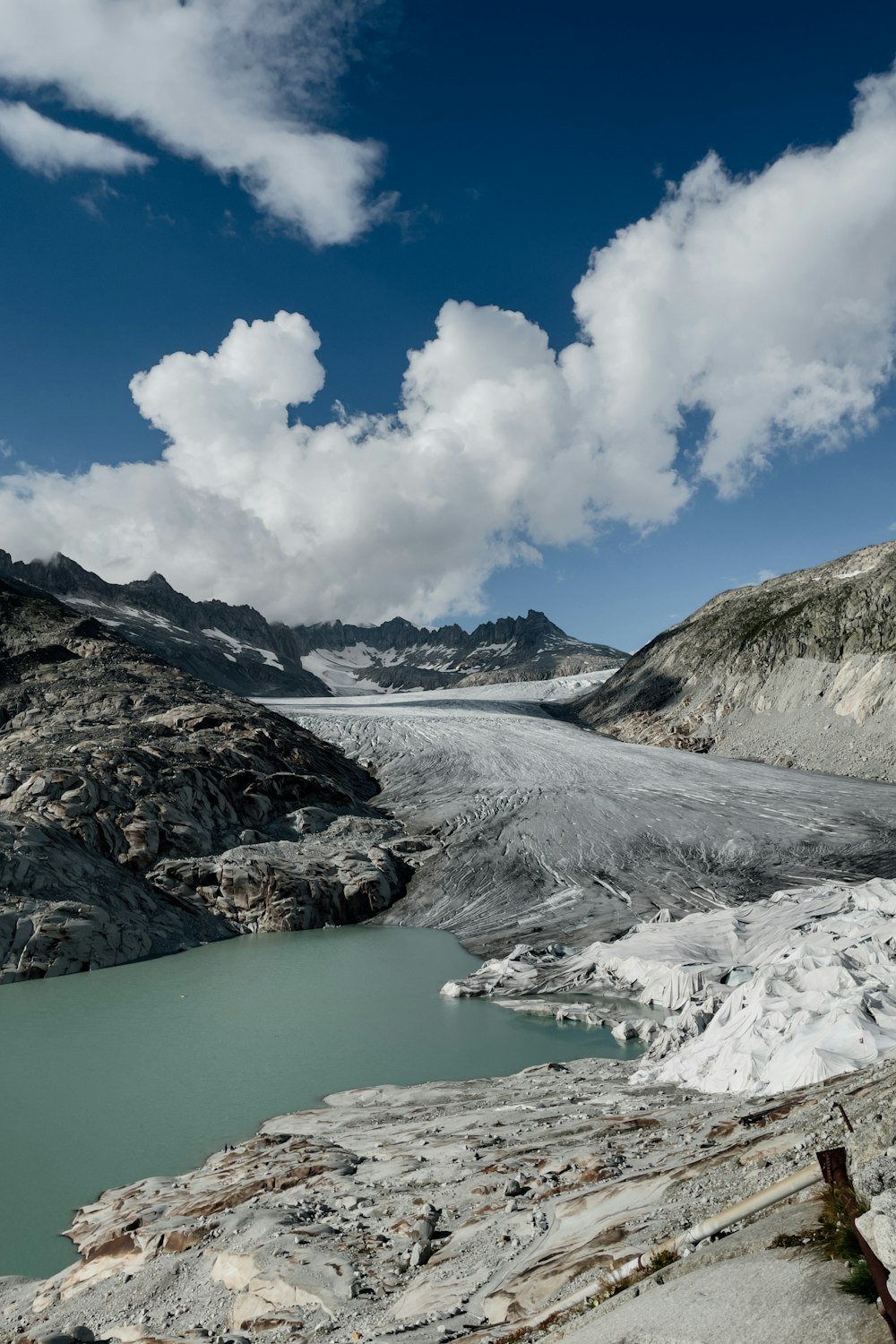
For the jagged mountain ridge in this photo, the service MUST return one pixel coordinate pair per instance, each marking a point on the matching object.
(797, 671)
(238, 650)
(142, 811)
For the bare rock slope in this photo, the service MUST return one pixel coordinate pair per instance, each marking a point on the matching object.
(142, 811)
(798, 671)
(238, 650)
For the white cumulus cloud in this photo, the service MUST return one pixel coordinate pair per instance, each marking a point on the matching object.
(767, 304)
(46, 147)
(237, 85)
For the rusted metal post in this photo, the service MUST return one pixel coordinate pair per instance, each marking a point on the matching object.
(849, 1125)
(833, 1168)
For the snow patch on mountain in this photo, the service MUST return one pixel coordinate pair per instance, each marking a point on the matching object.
(763, 997)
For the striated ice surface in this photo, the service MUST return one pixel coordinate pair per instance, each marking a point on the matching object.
(764, 997)
(536, 828)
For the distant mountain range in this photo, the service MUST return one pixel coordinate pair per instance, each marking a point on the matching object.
(797, 671)
(237, 650)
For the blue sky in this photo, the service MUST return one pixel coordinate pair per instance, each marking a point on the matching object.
(517, 137)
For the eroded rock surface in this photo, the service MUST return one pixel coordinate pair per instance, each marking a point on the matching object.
(798, 671)
(142, 812)
(435, 1211)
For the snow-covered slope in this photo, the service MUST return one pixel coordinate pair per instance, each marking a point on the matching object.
(540, 830)
(763, 997)
(798, 671)
(236, 648)
(401, 656)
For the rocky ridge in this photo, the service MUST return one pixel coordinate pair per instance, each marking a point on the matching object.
(237, 650)
(142, 812)
(797, 671)
(455, 1210)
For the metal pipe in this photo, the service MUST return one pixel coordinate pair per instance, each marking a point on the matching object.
(783, 1188)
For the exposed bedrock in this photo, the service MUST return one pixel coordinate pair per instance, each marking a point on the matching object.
(447, 1210)
(142, 812)
(798, 671)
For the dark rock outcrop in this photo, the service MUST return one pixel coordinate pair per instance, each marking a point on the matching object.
(125, 785)
(237, 650)
(798, 671)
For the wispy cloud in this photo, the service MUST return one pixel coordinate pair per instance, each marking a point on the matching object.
(46, 147)
(238, 85)
(766, 303)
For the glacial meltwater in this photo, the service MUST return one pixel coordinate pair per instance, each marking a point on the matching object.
(144, 1070)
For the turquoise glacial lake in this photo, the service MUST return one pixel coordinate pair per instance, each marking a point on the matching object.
(144, 1070)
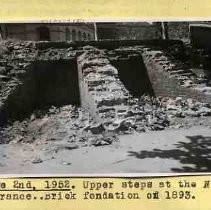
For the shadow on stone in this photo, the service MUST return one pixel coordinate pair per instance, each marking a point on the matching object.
(196, 153)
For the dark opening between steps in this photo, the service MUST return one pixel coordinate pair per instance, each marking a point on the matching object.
(133, 73)
(46, 83)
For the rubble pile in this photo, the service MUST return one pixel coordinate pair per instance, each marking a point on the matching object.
(116, 111)
(14, 59)
(185, 76)
(67, 123)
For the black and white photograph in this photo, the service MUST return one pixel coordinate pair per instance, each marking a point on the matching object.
(105, 97)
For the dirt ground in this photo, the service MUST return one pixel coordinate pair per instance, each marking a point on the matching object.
(181, 150)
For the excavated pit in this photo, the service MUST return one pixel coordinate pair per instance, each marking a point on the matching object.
(133, 74)
(45, 84)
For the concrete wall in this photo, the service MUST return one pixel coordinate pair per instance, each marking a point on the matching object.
(166, 85)
(57, 32)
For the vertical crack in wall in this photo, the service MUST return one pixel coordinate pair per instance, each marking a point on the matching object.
(133, 74)
(45, 84)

══════════

- _TASK BRIEF_:
Reproduce the entries above word for word, starting at their beginning and ending with the line that contains "(833, 1168)", and leave the pictures out.

- _FULL RESPONSE_:
For the jagged mountain ridge in this photo, the service MUST return one pixel coordinate pair per instance, each marking a point on the matching object.
(797, 671)
(238, 650)
(142, 811)
For the bare rock slope in this photo, the service MUST return one pixel coordinate pair per instance, each marking a point on the matching object.
(142, 811)
(798, 671)
(238, 650)
For the white cumulus cloud in this photo, the service MUST return one pixel coordinate pair per instance, each marking a point on the matching object.
(767, 304)
(46, 147)
(237, 85)
For the rusted metal post in this photo, the service MUST return one pixel coordinate pair per instance, each marking a point on the matching object.
(849, 1125)
(833, 1168)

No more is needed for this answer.